* **Task requirements**
Emit only the lines from the line containing "the white soffit" through the last line of the entries, unchanged.

## start Material

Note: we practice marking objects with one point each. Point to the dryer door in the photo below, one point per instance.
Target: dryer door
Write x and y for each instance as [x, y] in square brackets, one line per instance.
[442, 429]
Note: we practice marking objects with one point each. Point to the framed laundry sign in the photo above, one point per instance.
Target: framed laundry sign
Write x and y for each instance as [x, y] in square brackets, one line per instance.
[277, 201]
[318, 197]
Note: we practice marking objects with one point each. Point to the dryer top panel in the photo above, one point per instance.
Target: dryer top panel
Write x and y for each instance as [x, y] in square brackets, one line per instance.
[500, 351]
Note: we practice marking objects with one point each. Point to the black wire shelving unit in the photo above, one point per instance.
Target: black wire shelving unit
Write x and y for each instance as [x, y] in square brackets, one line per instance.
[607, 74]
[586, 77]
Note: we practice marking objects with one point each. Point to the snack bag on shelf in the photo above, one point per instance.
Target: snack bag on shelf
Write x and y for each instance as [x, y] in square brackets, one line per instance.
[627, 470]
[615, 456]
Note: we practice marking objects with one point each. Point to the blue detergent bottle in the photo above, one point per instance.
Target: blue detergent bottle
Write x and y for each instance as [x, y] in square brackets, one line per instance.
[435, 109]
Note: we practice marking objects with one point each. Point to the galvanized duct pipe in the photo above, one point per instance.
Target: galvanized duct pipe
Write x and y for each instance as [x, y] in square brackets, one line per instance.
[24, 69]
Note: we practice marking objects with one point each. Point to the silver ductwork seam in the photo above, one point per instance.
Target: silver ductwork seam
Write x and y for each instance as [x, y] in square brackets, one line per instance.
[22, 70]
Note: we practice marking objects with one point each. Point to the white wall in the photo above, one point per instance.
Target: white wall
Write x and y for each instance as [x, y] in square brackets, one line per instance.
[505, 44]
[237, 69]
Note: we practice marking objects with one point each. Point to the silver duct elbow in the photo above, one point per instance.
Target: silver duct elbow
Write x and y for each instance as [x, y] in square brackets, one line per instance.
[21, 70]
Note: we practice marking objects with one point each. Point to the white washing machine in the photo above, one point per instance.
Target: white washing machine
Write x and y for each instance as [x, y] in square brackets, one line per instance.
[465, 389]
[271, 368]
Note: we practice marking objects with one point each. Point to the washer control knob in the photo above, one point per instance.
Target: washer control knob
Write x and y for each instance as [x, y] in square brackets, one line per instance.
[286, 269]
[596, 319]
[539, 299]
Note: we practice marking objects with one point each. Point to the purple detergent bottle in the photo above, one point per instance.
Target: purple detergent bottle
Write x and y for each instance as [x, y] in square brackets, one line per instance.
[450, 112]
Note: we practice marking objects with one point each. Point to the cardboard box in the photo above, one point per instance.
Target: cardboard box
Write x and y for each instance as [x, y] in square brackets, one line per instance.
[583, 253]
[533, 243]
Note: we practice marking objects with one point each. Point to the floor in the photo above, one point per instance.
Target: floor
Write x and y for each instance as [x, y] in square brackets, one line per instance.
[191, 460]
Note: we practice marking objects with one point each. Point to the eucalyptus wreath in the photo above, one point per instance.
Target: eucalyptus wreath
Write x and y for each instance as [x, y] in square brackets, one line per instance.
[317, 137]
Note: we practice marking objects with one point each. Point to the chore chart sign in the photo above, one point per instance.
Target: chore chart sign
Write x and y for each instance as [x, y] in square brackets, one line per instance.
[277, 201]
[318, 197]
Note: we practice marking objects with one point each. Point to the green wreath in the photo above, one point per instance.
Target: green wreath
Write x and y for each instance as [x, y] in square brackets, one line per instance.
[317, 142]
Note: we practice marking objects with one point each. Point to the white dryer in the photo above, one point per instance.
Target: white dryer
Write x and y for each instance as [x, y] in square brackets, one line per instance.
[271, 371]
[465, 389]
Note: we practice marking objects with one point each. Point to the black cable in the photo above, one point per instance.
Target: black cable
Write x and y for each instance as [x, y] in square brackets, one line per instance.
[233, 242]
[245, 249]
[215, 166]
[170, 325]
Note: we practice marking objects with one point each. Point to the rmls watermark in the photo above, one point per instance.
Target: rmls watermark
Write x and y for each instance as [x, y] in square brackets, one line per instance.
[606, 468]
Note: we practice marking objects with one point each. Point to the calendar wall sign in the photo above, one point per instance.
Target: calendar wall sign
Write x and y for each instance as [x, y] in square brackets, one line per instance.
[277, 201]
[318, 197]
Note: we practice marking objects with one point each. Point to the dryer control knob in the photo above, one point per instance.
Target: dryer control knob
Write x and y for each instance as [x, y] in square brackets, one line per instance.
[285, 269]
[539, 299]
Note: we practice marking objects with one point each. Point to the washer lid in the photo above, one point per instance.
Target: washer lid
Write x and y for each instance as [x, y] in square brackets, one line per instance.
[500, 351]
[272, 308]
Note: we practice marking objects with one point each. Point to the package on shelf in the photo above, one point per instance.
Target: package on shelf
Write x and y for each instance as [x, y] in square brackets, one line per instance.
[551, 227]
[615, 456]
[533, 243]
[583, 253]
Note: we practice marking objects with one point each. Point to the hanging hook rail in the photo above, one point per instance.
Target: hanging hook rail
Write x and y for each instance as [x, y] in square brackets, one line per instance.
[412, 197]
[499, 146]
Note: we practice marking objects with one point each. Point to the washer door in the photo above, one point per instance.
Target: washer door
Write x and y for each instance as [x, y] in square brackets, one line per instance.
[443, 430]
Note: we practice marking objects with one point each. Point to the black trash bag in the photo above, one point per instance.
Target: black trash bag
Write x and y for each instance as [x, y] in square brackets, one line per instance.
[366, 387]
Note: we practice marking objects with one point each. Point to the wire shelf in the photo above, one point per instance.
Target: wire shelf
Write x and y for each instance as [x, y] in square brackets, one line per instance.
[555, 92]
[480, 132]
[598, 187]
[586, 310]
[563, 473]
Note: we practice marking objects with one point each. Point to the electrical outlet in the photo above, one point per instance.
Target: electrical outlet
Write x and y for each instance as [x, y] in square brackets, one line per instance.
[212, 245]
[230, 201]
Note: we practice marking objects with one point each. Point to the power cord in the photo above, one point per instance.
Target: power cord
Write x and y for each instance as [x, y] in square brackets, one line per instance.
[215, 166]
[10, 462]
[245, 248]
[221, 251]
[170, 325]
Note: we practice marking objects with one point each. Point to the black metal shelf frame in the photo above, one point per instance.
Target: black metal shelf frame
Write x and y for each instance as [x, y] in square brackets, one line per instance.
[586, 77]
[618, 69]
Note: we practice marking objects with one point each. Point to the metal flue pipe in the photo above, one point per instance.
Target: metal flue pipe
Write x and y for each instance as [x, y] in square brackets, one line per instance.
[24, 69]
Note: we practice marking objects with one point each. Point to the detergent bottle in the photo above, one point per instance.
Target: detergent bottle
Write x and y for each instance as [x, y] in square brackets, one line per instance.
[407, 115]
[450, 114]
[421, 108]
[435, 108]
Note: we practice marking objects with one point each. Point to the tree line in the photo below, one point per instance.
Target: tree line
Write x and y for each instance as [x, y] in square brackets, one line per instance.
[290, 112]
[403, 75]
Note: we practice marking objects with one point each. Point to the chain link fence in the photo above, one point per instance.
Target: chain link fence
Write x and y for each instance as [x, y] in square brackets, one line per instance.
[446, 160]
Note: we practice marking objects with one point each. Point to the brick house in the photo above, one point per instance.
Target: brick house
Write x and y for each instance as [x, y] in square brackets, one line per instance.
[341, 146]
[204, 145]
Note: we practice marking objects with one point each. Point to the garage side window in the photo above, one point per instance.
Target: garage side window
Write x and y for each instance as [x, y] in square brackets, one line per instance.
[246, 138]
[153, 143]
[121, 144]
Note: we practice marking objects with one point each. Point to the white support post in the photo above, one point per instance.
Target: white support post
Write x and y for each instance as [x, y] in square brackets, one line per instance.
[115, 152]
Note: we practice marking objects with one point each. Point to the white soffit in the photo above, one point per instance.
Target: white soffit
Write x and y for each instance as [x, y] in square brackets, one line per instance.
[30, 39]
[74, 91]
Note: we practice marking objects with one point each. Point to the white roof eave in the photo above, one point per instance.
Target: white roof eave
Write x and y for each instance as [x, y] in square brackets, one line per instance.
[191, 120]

## end Material

* **Solution**
Note: we practice marking objects with one point each. Point to the white soffit in the photo above, one point per instance.
Target: white soffit
Write x and y for each instance as [x, y] in square brackets, one line per instance.
[30, 39]
[74, 91]
Note: we practice marking objects with one point each. Point to the white roof eave in the photo above, one point per instance.
Target: white roof eave
Write x and y for each instance as [x, y] in square brackets, one line per instance.
[191, 120]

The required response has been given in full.